■ **Task to complete**
Would you please write out the records below exactly as they appear?

[Saved entries]
_____
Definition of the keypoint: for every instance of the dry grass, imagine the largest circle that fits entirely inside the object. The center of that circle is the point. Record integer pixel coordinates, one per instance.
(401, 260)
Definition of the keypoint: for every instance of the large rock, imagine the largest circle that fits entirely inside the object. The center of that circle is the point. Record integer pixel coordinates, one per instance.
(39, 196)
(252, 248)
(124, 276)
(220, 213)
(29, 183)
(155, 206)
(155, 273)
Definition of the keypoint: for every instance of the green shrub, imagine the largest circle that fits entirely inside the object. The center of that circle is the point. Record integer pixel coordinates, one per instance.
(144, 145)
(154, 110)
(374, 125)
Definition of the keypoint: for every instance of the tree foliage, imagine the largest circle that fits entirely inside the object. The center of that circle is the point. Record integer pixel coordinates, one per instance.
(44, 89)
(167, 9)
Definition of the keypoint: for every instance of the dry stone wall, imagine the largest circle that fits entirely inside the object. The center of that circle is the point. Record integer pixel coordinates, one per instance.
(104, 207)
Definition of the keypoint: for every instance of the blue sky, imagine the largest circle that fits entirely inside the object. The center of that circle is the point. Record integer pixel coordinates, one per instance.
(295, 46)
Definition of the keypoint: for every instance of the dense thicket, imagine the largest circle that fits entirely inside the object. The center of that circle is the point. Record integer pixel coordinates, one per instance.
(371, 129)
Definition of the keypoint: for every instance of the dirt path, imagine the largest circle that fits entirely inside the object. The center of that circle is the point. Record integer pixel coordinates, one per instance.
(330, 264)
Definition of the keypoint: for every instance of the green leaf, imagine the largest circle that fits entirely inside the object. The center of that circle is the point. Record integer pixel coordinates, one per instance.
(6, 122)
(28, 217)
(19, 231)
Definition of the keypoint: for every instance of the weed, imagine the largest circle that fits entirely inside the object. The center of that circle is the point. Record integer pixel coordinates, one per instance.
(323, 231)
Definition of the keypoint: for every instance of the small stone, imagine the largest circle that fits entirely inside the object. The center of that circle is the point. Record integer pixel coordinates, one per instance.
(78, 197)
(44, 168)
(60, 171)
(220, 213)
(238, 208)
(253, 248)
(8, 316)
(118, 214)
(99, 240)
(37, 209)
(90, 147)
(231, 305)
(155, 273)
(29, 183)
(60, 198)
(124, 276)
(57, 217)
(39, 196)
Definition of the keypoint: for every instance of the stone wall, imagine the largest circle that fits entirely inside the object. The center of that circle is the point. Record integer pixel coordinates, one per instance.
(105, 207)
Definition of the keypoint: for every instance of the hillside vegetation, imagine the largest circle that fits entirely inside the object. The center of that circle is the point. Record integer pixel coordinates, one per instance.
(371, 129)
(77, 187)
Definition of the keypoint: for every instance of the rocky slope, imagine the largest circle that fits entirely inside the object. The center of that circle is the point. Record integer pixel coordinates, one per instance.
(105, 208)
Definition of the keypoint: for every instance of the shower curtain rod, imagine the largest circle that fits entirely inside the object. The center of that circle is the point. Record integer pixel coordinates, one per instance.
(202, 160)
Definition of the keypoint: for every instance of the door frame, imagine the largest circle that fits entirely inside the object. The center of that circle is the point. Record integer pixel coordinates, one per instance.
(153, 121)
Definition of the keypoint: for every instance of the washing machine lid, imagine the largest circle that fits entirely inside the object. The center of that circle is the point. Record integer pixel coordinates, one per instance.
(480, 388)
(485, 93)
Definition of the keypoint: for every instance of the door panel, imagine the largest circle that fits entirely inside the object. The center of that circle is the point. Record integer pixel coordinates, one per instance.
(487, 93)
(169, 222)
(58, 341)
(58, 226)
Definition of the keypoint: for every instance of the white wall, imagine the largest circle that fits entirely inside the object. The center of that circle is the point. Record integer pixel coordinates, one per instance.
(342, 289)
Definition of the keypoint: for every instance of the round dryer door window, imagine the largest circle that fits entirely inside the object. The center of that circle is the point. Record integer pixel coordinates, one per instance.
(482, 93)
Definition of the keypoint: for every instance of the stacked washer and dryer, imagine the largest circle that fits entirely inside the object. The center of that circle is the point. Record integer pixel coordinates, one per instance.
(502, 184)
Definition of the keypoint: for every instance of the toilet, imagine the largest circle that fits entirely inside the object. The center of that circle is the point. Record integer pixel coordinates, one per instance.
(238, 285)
_____
■ **Task response**
Definition of the keypoint: for every instance of the dry grass, imagine the largest circle that fits entirely inside the object. The center of that circle is the point. Record integer pixel coordinates, one per instance.
(401, 260)
Definition of the keypoint: for every instance of the large rock, imagine the largest circle that fits entirely inside the object. The center of that circle is the point. Record integer pixel coordinates, one per instance.
(39, 196)
(252, 248)
(124, 276)
(220, 213)
(29, 183)
(155, 206)
(155, 273)
Definition of the keypoint: for every instance of the green shrub, imagine the largest circle that fits entirely inside the object. The center of that circle is the point. Record integer pixel coordinates, one per instance.
(144, 145)
(154, 110)
(374, 125)
Definition of the keypoint: for every instance of the tree foliage, imagine the largest circle that fits entirely inside the object. The center of that circle is the point. Record integer pixel coordinates, one per instance.
(44, 89)
(167, 9)
Definition of the keypoint: for every instance of the dry stone wall, imagine the largest circle that fits entirely inside the object. The center of that circle is the point. Record integer pixel coordinates, one per instance.
(104, 207)
Definition of the keypoint: for every instance of the blue sky, imagine the largest circle that fits entirely inside the object. The center of that circle is the point. Record integer pixel coordinates, one per instance.
(295, 46)
Definition of the keypoint: for every instance of the dense thicket, imagine the largest circle that fits entirely inside the object. The center of that circle is the point. Record integer pixel coordinates, one per instance.
(371, 129)
Definition of the keypoint: for every instance of the dirt path, imagine the largest circle that fits entirely inside the object. The center of that circle is the point. Record integer pixel coordinates, one per instance.
(330, 264)
Definition of the keypoint: for every instance of the green leaf, imagine the largest circle that fits entirely inside the object. The center of that circle is the point. Record integer pixel coordinates, one per instance.
(6, 122)
(28, 217)
(19, 231)
Definition of the keypoint: for every instance of the weed, imagine the largest circle that fits entirely inside the object. The center of that circle is the point. Record integer pixel coordinates, one per instance.
(323, 231)
Definition of the keypoint: for every instance of the small stone, imagine the largest circle that fits entirely inside the object. The center of that circle is the point. Record integer pixel coordinates, one per instance.
(78, 197)
(44, 168)
(60, 171)
(220, 213)
(238, 208)
(253, 248)
(8, 316)
(118, 214)
(99, 240)
(37, 209)
(90, 147)
(231, 305)
(155, 273)
(29, 183)
(60, 198)
(124, 276)
(57, 217)
(39, 196)
Definition of the keypoint: for every instance of the stone wall, imagine the largest circle that fits entirely inside the object. The center of that circle is the point. Record integer pixel coordinates, one per instance.
(105, 207)
Definition of the keypoint: for every instance of the hillside vegetation, imagine the largest circle that fits entirely inside the object. The center of that circle is the point. Record integer pixel coordinates, one per instance.
(371, 129)
(77, 187)
Definition of the keypoint: for every instance of the rocky slope, imagine the largest circle that fits entirely inside the object. The center of that circle is the point. Record integer pixel coordinates, one per instance.
(105, 208)
Definition of the keypoint: for every instance of the shower curtain rod, imagine the largest circle that fits entirely inside the object. The center of that circle is the point. Record integer pixel coordinates, one per instance.
(202, 160)
Definition of the keypoint: for every instance of the door frame, imagine the largest circle that fits entirely inside the object. The center of that circle is the point. Record integer pixel coordinates, one per instance.
(153, 121)
Definition of the keypoint: for every instance of the washing machine lid, imagine the largest circle that fits entirely inside the object. The center of that circle is the point. Record integer pixel coordinates, one per instance.
(480, 388)
(485, 93)
Definition of the keypoint: for every instance of the door panel, imagine the largest circle that fits entirely inside the object. The center of that circle is the point. Record integer pixel coordinates, one per instance.
(487, 93)
(169, 222)
(58, 341)
(58, 226)
Definition of the keypoint: for every instance of the white wall, imagine the largest circle that fits entirely inside the object. The center of that circle is the point. Record integer pixel coordinates, one per instance.
(342, 289)
Definition of the keypoint: for every instance of the round dryer door window, imagine the largest circle that fits entirely inside the object. The center of that circle is the point. Record integer pixel coordinates, one per instance.
(482, 93)
Definition of the keypoint: for every instance of the stacked washer and dryer, imagine the largest circle that fits entirely inside the object. The center of that circle is the point. Record integer pixel coordinates, one per instance.
(502, 184)
Definition of the keypoint: for every instance of the toilet, imagine the largest circle that fits entirely inside the object. The center of that circle is the point. Record integer pixel coordinates, one per instance.
(238, 285)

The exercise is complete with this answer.